__Work order__.
Output the records below verbatim, minus the pictures.

━━ The input

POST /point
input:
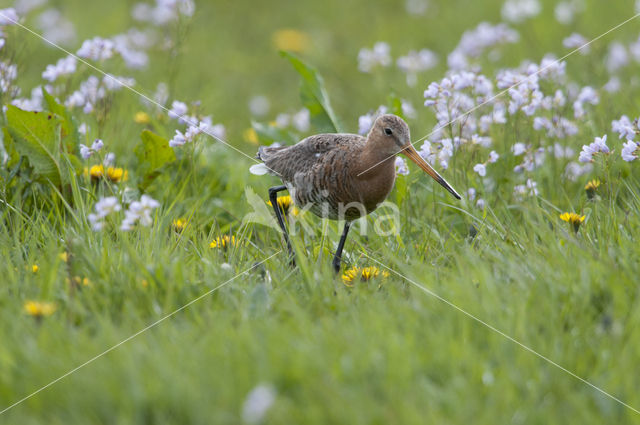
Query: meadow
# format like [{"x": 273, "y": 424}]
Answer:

━━━━

__Answer to the exercise__.
POST /point
input:
Query: meadow
# format like [{"x": 273, "y": 424}]
Answer:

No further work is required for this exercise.